* EXERCISE PROMPT *
Each line below should be restated exactly, with nothing dropped.

■ ■ ■ ■

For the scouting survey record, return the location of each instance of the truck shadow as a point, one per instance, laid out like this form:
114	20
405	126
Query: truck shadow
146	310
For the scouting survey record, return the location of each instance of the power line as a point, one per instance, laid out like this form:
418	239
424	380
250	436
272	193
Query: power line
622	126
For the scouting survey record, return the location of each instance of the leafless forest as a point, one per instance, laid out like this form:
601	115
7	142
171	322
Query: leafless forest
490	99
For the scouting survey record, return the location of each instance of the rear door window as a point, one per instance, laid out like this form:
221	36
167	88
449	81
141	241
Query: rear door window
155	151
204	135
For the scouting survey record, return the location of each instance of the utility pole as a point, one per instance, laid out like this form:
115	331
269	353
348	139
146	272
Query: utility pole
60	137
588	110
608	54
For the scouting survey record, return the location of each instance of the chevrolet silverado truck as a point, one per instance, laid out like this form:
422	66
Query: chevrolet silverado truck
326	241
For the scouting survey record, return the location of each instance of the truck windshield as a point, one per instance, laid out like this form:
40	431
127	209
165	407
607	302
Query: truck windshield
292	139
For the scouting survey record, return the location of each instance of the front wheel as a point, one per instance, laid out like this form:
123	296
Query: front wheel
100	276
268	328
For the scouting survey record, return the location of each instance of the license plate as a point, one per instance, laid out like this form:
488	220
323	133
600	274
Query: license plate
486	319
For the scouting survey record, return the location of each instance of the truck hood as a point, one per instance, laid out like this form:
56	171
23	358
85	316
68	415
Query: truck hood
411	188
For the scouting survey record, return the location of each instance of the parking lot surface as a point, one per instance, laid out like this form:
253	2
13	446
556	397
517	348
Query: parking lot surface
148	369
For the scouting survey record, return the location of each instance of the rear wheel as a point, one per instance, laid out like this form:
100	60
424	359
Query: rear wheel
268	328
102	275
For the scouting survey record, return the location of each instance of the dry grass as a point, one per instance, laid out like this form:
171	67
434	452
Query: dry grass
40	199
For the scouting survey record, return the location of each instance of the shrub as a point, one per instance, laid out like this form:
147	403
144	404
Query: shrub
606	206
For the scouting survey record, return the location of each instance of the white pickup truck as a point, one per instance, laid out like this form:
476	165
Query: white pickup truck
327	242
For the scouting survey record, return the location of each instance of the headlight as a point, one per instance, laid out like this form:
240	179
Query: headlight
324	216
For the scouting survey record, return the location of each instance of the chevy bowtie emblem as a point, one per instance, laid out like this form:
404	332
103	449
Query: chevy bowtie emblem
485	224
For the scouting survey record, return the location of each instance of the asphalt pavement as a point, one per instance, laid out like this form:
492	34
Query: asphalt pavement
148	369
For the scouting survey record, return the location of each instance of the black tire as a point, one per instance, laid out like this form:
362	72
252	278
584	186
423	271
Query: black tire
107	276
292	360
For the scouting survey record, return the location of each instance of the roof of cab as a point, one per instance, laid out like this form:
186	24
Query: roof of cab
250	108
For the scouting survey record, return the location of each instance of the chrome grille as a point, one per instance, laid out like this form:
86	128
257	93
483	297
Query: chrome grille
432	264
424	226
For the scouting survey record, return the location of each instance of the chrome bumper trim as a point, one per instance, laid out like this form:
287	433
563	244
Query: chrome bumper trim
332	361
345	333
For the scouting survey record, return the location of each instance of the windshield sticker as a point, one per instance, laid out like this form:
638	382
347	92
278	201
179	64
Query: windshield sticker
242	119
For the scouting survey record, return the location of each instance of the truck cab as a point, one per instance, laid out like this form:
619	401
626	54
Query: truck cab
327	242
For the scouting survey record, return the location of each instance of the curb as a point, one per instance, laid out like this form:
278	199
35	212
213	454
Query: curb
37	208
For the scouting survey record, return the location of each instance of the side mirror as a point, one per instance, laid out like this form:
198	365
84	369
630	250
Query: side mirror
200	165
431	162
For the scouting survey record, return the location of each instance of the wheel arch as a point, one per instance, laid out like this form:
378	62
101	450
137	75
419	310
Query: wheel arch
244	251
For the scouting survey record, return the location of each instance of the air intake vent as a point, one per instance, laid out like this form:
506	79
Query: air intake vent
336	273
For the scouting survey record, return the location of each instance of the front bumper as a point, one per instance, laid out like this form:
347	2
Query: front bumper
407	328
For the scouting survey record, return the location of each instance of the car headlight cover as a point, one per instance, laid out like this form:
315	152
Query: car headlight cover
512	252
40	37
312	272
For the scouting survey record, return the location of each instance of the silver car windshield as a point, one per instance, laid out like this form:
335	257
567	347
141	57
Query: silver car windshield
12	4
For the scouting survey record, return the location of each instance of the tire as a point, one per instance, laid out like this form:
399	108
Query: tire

■ ■ ■ ■

* RESULT *
For the scouting survey record, return the location of each instance of the truck shadow as a point, one per instance, laid out like this form:
114	20
405	126
Query: truck shadow
146	310
For the scouting survey record, return the location of each instance of the power line as a point, one per instance, laid out like this form:
418	239
424	380
250	436
272	193
Query: power line
622	126
For the scouting survey record, return the location of each instance of the leafless forest as a point, one per instance, laid out like this form:
601	115
7	142
171	322
Query: leafless forest
490	99
For the scouting survey record, return the location of each instance of the rear door window as a point, one per instance, laid out like this form:
221	36
167	88
449	81
141	241
Query: rear door window
155	151
204	135
For the scouting survey record, return the location of each instance of the utility pole as a point, one per instance, laid out like this form:
115	331
269	353
348	139
146	272
Query: utility pole
60	137
588	110
608	54
For the scouting survey record, return the location of each instance of the chevrolet silverado truck as a point, one per instance, laid out like this form:
422	66
Query: chevrolet silverado truck
326	241
For the scouting survey record, return the location of each instance of the truck windshield as a point, one per instance, laid out like this form:
40	431
127	209
165	407
607	302
Query: truck windshield
292	139
For the scouting survey record, return the location of each instance of the front wheel as a point, one per instance, laid out like this form:
123	296
Query: front wheel
100	276
268	328
For the scouting survey record, return the location of each instance of the license plate as a point, one per instance, laid out like this form:
488	220
323	133
600	274
Query: license plate
486	319
For the scouting survey record, return the location of each instance of the truck hood as a point, one per instance, laid out like this form:
56	171
23	358
85	316
68	415
Query: truck hood
411	188
For the scouting survey record, return the location of each instance of the parking lot surface as a point, one per instance, laid out like this form:
253	2
13	446
556	397
517	348
Query: parking lot surface
148	369
For the scouting survey record, return the location of each instance of the rear wheel as a point, one per instance, laid out like this form:
100	60
424	359
Query: rear wheel
268	328
102	275
For the scouting survey record, return the location of each instance of the dry grass as a point, one per instance, laid out like this form:
171	67
434	452
Query: dry grass
40	199
For the scouting survey record, return the location of each instance of the shrub as a point, one per instance, laid out like this form:
147	403
144	404
Query: shrub
606	206
For the scouting survey record, return the location of each instance of the white pickup truck as a point, one per instance, laid out like this form:
476	165
Query: white pickup truck
327	242
For the scouting survey record, return the location of each instance of the headlight as a point, one per instance, laid out like this form:
240	179
Query: headlight
324	216
For the scouting survey record, return the location of each instance of the chevy bowtie emblem as a point, one per instance, laid out like this form:
404	332
103	449
Query: chevy bowtie emblem
485	224
For the scouting survey record, return the location of each instance of the asphalt pavement as a point, one per instance, laid out like this form:
492	34
Query: asphalt pavement
148	369
For the scouting survey record, return the location of each instance of the black tire as a point, one per instance, laid out like this form:
362	72
252	278
584	186
423	271
Query: black tire
107	276
292	360
For the scouting survey record, return the location of each instance of the roof of cab as a point, one per instance, laid out like this form:
186	24
Query: roof of cab
250	108
For the scouting survey record, return the location of each instance of the chrome grille as a point, one per instance, laid out like this form:
86	128
257	93
483	297
Query: chrome grille
432	264
424	226
For the scouting survey record, return the location of each instance of the chrome bumper trim as a point, one per instance, laid out like this form:
287	433
563	244
Query: chrome bumper trim
332	361
345	333
For the scouting survey record, return the location of each instance of the windshield sticker as a point, one per instance, laid out like this form:
638	382
347	92
278	201
179	64
Query: windshield sticker
242	119
For the scouting survey record, return the location of each instance of the truck cab as a point, one per instance, laid out like this form:
619	401
626	54
Query: truck cab
327	242
For the scouting survey record, return the location of each instance of the curb as a point, one per instance, laid out like this form:
278	199
35	212
213	454
Query: curb
37	208
For the scouting survey record, return the location of each instance of the side mirror as a point, one per instance, laid out like this form:
198	365
84	369
630	250
Query: side mirror
200	165
431	162
For the scouting survey record, return the location of each instance of the wheel arch as a point, one per instance, laid out like this form:
378	62
101	450
137	75
419	310
Query: wheel arch
244	251
For the scouting survey record, return the location of each instance of the air intake vent as a point, one per instance, laid out like this form:
506	79
Query: air intake vent
336	273
For the scouting survey record, return the location of each instance of the front bumper as a point, one per instance, laid out like this form:
347	2
Query: front bumper
407	328
For the scouting survey record, return the location of each instance of the car headlight cover as a point, one per instance, laid out like this form:
315	152
Query: car headlight cover
512	252
40	37
312	272
For the scouting survey record, return the location of each instance of the silver car windshield as a point, one per instance, laid out like this form:
335	257
567	347
141	57
Query: silver car windshield
12	4
For the scouting survey record, return the location of each instance of the tire as a point, one per instance, laid out like this form:
399	108
Query: tire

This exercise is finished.